What is needed –
Copy out every line of the listing below, keeping each one unchanged and in its original order.

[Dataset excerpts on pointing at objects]
───

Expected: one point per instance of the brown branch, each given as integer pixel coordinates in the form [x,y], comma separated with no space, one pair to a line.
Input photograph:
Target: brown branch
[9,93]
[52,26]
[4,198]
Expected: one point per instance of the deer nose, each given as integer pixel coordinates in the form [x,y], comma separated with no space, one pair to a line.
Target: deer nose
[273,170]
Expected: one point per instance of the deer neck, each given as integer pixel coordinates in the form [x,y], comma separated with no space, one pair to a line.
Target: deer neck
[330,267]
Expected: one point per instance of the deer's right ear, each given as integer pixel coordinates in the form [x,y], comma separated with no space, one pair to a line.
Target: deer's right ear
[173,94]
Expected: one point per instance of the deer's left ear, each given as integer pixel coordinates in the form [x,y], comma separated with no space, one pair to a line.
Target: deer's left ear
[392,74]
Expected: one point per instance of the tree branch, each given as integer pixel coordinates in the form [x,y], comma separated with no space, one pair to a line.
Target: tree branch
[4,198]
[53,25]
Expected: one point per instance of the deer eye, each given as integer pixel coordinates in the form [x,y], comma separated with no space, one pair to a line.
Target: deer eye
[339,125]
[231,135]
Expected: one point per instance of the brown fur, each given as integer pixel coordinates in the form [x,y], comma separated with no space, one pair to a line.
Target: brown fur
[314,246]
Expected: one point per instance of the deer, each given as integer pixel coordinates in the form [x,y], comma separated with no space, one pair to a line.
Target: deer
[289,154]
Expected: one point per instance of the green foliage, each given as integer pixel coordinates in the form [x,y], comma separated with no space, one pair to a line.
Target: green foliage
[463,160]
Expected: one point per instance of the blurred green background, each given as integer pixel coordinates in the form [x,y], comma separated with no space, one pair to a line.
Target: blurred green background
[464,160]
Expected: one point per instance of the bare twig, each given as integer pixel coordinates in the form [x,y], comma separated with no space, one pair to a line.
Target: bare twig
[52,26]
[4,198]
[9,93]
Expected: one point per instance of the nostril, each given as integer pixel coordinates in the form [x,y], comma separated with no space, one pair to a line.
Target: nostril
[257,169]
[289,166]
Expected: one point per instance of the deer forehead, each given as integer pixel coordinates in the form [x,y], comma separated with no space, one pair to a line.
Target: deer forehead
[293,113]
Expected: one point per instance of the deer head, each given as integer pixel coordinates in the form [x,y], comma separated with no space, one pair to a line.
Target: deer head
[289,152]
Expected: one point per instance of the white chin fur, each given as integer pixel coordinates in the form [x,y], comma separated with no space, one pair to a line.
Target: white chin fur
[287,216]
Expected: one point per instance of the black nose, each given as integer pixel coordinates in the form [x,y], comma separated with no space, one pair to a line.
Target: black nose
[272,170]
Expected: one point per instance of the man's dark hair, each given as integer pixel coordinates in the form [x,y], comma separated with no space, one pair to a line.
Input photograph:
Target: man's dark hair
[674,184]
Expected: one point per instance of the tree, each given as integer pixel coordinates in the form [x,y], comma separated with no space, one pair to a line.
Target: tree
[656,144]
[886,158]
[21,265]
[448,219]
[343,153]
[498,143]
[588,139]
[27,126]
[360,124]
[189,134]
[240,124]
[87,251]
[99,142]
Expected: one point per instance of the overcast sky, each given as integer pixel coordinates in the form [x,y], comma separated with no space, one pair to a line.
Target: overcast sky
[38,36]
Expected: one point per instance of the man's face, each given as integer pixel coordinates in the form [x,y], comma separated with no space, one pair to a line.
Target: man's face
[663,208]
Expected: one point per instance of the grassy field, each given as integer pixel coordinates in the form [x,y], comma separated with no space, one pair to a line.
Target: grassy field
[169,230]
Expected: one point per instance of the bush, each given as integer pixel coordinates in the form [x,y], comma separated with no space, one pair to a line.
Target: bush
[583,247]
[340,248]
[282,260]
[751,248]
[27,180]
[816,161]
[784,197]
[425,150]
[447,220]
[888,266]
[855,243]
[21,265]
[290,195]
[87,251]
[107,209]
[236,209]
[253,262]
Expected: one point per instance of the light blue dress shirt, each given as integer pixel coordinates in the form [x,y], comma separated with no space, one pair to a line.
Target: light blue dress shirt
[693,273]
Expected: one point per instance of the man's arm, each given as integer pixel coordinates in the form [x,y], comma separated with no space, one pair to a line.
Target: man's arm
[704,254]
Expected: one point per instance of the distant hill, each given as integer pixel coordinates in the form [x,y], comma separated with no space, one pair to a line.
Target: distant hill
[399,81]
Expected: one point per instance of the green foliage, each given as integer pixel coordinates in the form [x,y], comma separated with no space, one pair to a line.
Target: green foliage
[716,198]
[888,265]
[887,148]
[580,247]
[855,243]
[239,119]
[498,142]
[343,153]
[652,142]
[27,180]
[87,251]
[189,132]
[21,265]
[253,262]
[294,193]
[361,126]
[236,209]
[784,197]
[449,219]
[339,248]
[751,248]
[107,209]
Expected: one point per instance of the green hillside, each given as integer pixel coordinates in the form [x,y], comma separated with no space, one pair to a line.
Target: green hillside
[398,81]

───

Reply to the task –
Expected: one point per instance of the brown branch, each given as integer pixel coordinates in the form [x,y], comma separated with no space, one pair to a line.
Input photograph:
Target: brown branch
[9,93]
[52,26]
[4,198]
Expected: one point per instance of the deer nose, each given as integer pixel coordinates in the form [x,y], comma separated with no space, one pair to a line.
Target: deer nose
[273,170]
Expected: one point per instance of the deer neck, each given as integer pixel coordinates in the form [x,y], comma separated with no space, one pair to a line.
Target: deer neck
[330,267]
Expected: one point per instance of the deer's right ear, each given as integer pixel coordinates in the form [x,y], comma separated with no space, one pair to a line.
Target: deer's right ear
[173,94]
Expected: one point per instance of the deer's left ear, each given as integer pixel coordinates in the form [x,y], comma separated with no space, one pair to a line.
Target: deer's left ear
[392,74]
Expected: one point per instance of the tree branch, each given as integer pixel coordinates in the form [x,y], comma separated with no space, one pair to a line.
Target: tree branch
[4,198]
[53,25]
Expected: one point per instance of the deer eye, each given as integer pixel coordinates in the form [x,y], comma separated with no space, one pair to a line.
Target: deer eye
[339,125]
[231,135]
Expected: one point per instance of the brown fur, each given as integer pixel coordinates in the form [x,y], comma separated with no space, one pair to a line.
Target: brown fur
[314,246]
Expected: one point per instance of the deer, each given as integer pixel coordinates in the form [x,y], comma separated with no space, one pair to a line.
Target: deer
[289,154]
Expected: one point per instance of the green foliage, each given as integer pixel coordinates in the form [x,y], comma separated with no space, one pair to a line.
Target: green foliage
[463,160]
Expected: one point per instance of the blurred green background, each given as integer pixel coordinates in the form [x,y], comma separated with no space, one pair to a line.
Target: blurred green background
[464,160]
Expected: one point per instance of the bare twig, each given as integer pixel coordinates in the form [x,y], comma separated with no space, one pair to a line.
Target: bare twig
[52,26]
[4,198]
[9,93]
Expected: one point per instance of the nostril, each given as integer pixel coordinates in the form [x,y], comma separated with no space, one pair to a line.
Target: nostril
[257,169]
[289,166]
Expected: one point per instance of the deer forehead, each given as integer pixel coordinates in the form [x,y], comma separated with no space, one pair to a line.
Target: deer forehead
[293,113]
Expected: one point per instance of the deer head, each given as integer pixel coordinates in the form [x,y], comma separated with no space, one pair to a line.
Target: deer head
[289,152]
Expected: one point per instance of the white chin fur, each given as integer pixel coordinates in the form [x,y], comma separated with no space, one pair to a line.
Target: white chin fur
[287,216]
Expected: one point per instance of the black nose, each given as integer pixel coordinates in the form [x,y], comma separated with no space, one pair to a line.
Target: black nose
[272,170]
Expected: one point per instance of the man's dark hair, each given as integer pixel coordinates in the form [x,y], comma separated with no space, one pair to a line.
Input photograph:
Target: man's dark hair
[674,184]
Expected: one point per instance of the tree, each given as integer pixel coordinates in the form [x,y], comma separated with no space, one pair to a line.
Target: tree
[656,144]
[886,158]
[21,265]
[448,219]
[343,153]
[498,143]
[588,139]
[27,126]
[360,124]
[189,134]
[240,124]
[87,251]
[99,142]
Expected: one point per instance of the overcast sky, each given as integer pixel coordinates in the form [x,y], comma separated with no space, one pair to a line.
Target: overcast sky
[38,36]
Expected: one point per instance of the man's face, each given as integer pixel coordinates in the form [x,y], comma separated with no space, one pair to a line.
Target: man's face
[663,208]
Expected: one point per instance of the grassy field, each given as integer pixel coordinates in the form [x,y], comma separated with no space, one pair to a line.
Target: grassy field
[169,230]
Expected: one point per instance of the bush, each given as integer pixel coordinates in the form [x,y], comma separated with no space, one pair to a line.
Target: bush
[583,247]
[340,248]
[282,260]
[751,248]
[27,180]
[816,161]
[784,197]
[425,150]
[447,220]
[888,266]
[855,243]
[21,265]
[290,195]
[87,251]
[107,209]
[236,209]
[253,262]
Expected: one point per instance of the light blue dress shirt, each given as integer pixel coordinates in the form [x,y], comma separated with no space, one pair to a line.
Target: light blue dress shirt
[693,273]
Expected: one point per instance of the man's arm, each given as integer pixel coordinates in the form [x,y], comma separated with no space, one pair to a line.
Target: man's arm
[704,254]
Expected: one point per instance of the distant hill, each given as integer pixel coordinates in the form [x,y], comma separated with no space, one pair to a line.
Target: distant hill
[399,81]
Expected: one point per instance of the green foliage, each given as integer pixel coordinates in the form [x,y], comma separated with no space, one pair to a line.
Target: green foliage
[716,198]
[888,265]
[887,148]
[580,247]
[855,243]
[239,119]
[498,142]
[343,153]
[652,142]
[27,180]
[87,251]
[189,132]
[21,265]
[253,262]
[294,193]
[361,126]
[236,209]
[784,197]
[449,219]
[339,248]
[751,248]
[107,209]
Expected: one point per instance of the green hillside, each given as integer pixel coordinates in the form [x,y], comma separated with no space, one pair to a line.
Target: green hillside
[398,81]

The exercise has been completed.